- Document text:
Yes you read that correctly…he lifted into the air, and then landed on a suspended pedestal above the crowd. From there, they ripped through a few tunes. Later on Paul Stanley took his own ride above the crowd and landed on a pedestal stage left, did a tune and then took off over the audience to land on another pedestal stage right before floating his way back home.

In an era where rock stars cancel sold out shows for the sniffles, here was Paul Stanley, an icon, a multi-millionaire, a recent Rock and Roll Hall of Fame Inductee riding a hundred feet above the crowd with no safety harness (from what I could see) and no net below. Something only a true rock star would consider, much less take on.

These theatrics happened in front of the best lighting design I have seen yet. Let me put it this way. A true artist learns to paint with less. This L.D. understood that fact and painted that stage with the perfect wash for every song, every feeling, every emotion and then accented it to rhythmic perfection.

Perhaps the greatest moment of the night was after the last tune when the group welcomed a local Las Vegas wounded warrior and his wife on stage. They then handed over this Purple Heart recipient his own home free and clear. After that, Paul asked the whole crowd to say the Pledge of Allegiance, which we all obliged with our hands over our hearts. Then it was back to some serious American rock and Roll culminating with the KISS anthem Rock and Roll all Nite.

It was an epic show, and as a musician and lover of music it was surreal to watch KISS on stage. Something hits you when you see the make-up, the theatrics, the devoted fans. It was more than catching a band, it was catching an actual piece of history. Not just rock and roll history, but a piece of American history. I noticed that during our Pledge of Allegiance as countless foreign faces obliged Paul’s request and stumbled through those words. As an American, I often forget the ingredients that create our country. Things like muscle cars, the iPhone, apple pie, Coca-Cola, and of course…KISS.

- Supplied information:
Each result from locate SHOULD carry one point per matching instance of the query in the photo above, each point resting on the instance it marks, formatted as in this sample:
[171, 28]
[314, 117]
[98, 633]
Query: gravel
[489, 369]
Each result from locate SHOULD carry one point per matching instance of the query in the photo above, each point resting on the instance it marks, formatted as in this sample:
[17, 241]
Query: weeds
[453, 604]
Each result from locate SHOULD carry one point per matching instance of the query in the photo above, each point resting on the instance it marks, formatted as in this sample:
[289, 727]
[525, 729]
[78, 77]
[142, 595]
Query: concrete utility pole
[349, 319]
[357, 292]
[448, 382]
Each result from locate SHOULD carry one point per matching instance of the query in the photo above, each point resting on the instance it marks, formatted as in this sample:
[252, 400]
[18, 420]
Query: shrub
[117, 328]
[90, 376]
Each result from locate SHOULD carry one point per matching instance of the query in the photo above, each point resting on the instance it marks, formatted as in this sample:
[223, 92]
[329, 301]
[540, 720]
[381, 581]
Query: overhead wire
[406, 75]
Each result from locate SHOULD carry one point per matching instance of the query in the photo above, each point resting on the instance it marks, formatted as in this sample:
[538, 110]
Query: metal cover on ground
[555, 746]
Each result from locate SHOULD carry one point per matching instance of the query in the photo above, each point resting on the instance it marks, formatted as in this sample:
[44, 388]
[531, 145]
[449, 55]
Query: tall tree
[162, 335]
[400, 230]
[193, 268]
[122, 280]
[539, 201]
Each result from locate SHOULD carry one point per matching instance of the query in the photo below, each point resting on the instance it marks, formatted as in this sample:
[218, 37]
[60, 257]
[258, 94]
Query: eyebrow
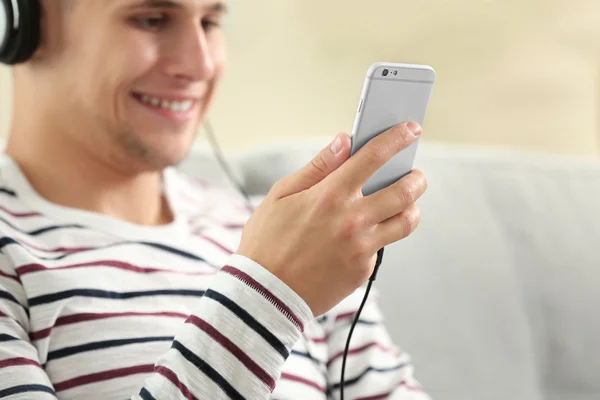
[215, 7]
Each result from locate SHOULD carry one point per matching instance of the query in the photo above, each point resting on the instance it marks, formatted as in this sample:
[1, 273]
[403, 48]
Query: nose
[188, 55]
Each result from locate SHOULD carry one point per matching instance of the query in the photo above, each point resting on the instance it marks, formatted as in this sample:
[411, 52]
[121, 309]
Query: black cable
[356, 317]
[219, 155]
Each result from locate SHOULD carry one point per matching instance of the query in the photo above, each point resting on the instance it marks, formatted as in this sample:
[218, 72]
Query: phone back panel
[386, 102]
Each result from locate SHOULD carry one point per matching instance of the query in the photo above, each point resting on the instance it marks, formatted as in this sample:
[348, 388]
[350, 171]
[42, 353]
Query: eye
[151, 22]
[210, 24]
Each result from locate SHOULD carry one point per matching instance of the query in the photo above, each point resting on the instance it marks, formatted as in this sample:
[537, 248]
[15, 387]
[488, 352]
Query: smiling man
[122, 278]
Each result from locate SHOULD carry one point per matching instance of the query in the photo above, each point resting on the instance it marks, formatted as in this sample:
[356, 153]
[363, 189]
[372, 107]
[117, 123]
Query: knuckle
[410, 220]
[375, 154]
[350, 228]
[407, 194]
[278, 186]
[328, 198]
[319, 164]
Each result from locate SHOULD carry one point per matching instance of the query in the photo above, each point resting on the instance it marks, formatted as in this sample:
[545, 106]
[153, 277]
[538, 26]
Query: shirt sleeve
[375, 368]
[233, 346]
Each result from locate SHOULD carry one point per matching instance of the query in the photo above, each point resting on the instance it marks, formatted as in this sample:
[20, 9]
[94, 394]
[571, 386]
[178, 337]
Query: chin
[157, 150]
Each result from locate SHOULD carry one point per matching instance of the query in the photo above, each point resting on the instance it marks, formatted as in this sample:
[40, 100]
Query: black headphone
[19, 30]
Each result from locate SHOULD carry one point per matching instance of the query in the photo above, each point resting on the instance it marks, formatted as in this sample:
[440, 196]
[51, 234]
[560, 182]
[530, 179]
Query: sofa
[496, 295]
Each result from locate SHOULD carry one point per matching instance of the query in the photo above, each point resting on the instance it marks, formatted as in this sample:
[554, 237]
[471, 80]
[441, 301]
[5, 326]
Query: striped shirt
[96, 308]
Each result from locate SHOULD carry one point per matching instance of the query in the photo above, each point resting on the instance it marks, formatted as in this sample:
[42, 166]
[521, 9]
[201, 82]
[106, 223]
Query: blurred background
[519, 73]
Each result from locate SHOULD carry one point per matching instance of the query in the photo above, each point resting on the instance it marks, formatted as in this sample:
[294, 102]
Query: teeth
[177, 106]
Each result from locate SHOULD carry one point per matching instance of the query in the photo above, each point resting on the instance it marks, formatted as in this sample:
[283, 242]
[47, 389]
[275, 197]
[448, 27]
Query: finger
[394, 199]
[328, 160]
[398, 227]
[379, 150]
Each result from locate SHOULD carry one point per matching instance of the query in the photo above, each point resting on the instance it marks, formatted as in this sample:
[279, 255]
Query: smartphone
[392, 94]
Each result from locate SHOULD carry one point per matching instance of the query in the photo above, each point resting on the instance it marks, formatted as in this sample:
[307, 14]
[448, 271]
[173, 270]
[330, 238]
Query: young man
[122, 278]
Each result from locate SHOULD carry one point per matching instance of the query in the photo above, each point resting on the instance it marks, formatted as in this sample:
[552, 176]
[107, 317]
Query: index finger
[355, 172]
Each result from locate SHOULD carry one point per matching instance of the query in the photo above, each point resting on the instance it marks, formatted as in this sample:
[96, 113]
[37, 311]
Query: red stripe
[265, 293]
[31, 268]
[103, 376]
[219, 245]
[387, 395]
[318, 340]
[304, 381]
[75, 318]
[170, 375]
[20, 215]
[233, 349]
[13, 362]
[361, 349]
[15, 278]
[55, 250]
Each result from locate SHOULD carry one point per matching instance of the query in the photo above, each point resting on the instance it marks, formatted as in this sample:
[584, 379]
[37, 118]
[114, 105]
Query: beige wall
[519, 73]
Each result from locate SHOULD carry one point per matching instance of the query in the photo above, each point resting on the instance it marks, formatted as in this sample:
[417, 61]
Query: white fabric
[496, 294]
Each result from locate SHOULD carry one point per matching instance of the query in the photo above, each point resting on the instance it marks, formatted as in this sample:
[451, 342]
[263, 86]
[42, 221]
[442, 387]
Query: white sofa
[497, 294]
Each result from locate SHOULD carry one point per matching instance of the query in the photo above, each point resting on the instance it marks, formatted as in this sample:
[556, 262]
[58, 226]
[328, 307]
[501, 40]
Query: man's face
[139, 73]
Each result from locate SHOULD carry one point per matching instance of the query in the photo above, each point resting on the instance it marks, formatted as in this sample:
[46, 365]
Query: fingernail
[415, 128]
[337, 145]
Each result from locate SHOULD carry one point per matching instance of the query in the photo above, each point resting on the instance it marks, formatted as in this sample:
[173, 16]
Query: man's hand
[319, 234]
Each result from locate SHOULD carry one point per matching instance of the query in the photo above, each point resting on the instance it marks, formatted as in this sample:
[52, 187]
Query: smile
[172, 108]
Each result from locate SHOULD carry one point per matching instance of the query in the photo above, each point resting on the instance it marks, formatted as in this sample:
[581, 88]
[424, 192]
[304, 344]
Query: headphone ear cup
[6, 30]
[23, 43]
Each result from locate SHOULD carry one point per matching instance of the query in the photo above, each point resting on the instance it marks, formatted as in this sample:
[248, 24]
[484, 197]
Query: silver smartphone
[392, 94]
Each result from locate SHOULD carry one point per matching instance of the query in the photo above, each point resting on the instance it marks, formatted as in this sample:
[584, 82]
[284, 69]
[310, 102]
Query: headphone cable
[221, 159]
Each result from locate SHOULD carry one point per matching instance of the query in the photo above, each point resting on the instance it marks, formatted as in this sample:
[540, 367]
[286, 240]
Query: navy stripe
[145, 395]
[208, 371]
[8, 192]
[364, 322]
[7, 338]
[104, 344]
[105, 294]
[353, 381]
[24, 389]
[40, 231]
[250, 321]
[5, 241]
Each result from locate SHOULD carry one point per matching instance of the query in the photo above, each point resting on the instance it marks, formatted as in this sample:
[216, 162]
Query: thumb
--
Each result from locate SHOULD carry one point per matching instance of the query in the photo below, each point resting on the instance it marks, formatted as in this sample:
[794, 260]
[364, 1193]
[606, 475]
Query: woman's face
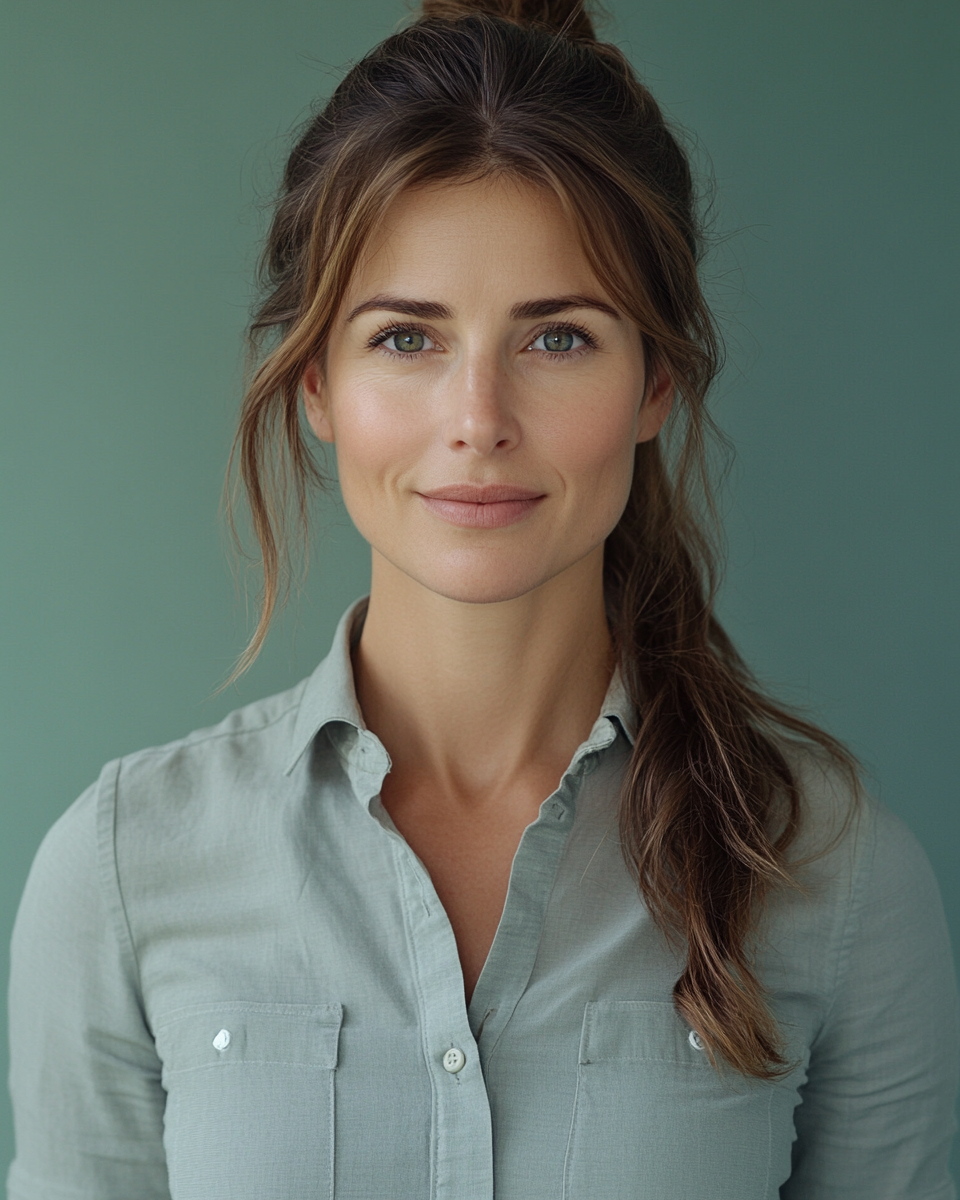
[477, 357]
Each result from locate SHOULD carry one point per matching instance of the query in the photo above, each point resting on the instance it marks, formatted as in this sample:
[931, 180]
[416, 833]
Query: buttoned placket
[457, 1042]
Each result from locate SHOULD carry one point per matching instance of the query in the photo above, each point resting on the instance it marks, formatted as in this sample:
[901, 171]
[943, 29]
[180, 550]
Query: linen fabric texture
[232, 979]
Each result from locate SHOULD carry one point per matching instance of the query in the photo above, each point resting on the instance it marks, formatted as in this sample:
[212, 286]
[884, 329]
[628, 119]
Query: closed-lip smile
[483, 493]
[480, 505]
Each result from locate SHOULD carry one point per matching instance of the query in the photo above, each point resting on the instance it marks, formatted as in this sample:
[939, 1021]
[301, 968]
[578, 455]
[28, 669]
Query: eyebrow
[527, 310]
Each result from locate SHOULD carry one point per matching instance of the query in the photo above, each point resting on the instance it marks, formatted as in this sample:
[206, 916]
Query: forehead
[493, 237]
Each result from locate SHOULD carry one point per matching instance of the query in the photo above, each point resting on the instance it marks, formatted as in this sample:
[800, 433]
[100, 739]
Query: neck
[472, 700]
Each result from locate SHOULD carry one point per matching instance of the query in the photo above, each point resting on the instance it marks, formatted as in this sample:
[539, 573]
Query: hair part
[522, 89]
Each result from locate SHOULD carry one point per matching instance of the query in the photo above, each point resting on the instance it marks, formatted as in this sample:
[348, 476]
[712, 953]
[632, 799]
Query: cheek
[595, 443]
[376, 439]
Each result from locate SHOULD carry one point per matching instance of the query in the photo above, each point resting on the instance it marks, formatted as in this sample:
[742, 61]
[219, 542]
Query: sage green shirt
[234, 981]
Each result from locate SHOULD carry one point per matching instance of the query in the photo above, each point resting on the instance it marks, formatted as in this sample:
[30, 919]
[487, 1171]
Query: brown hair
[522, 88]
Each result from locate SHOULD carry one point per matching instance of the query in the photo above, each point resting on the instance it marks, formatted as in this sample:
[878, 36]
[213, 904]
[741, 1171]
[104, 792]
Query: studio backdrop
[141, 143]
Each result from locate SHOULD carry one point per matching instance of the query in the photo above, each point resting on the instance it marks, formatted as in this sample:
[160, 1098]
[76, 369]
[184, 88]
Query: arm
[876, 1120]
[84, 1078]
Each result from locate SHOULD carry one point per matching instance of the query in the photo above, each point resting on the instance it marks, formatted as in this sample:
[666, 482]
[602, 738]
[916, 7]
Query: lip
* * *
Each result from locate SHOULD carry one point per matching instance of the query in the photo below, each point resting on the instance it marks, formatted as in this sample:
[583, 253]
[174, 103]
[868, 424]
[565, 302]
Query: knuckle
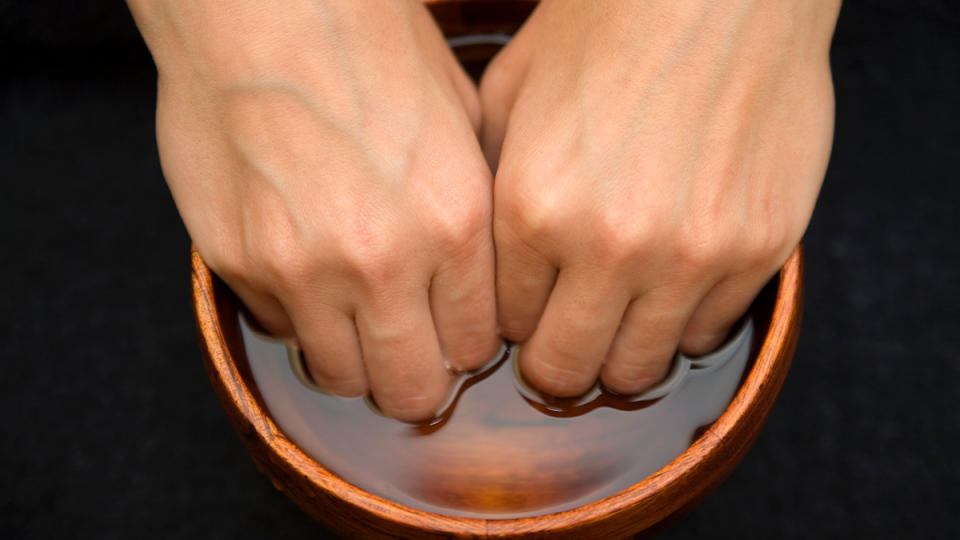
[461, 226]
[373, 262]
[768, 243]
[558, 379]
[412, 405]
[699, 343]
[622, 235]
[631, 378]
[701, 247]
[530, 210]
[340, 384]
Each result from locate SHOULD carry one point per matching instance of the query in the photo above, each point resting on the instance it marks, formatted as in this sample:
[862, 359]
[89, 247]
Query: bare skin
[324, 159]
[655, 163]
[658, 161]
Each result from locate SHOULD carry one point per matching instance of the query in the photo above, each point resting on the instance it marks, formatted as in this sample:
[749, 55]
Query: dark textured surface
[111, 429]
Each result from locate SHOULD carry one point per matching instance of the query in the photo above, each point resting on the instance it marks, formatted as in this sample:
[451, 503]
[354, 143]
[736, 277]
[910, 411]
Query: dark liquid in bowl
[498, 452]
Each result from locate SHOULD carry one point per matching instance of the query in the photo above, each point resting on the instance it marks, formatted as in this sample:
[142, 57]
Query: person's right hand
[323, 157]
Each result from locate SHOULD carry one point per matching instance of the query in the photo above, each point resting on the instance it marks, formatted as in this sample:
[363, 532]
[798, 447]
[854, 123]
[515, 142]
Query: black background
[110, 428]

- Written exercise 1:
Rewrite the KISS concert review from "These theatrics happened" up to and including "Roll all Nite.", replacing "wounded warrior" with "veteran".
- Written exercise 2:
According to the KISS concert review, what did the group give the Purple Heart recipient on stage?
- Written exercise 3:
Using the KISS concert review, explain why the writer calls it the best lighting design they have seen yet.

- Reply 1:
These theatrics happened in front of the best lighting design I have seen yet. Let me put it this way. A true artist learns to paint with less. This L.D. understood that fact and painted that stage with the perfect wash for every song, every feeling, every emotion and then accented it to rhythmic perfection.

Perhaps the greatest moment of the night was after the last tune when the group welcomed a local Las Vegas veteran and his wife on stage. They then handed over this Purple Heart recipient his own home free and clear. After that, Paul asked the whole crowd to say the Pledge of Allegiance, which we all obliged with our hands over our hearts. Then it was back to some serious American rock and Roll culminating with the KISS anthem Rock and Roll all Nite.

- Reply 2:
His own home, free and clear.

- Reply 3:
The writer holds that a true artist learns to paint with less. The lighting designer understood this, so they washed the stage in exactly the right light for every song and emotion and then added accents in perfect rhythm.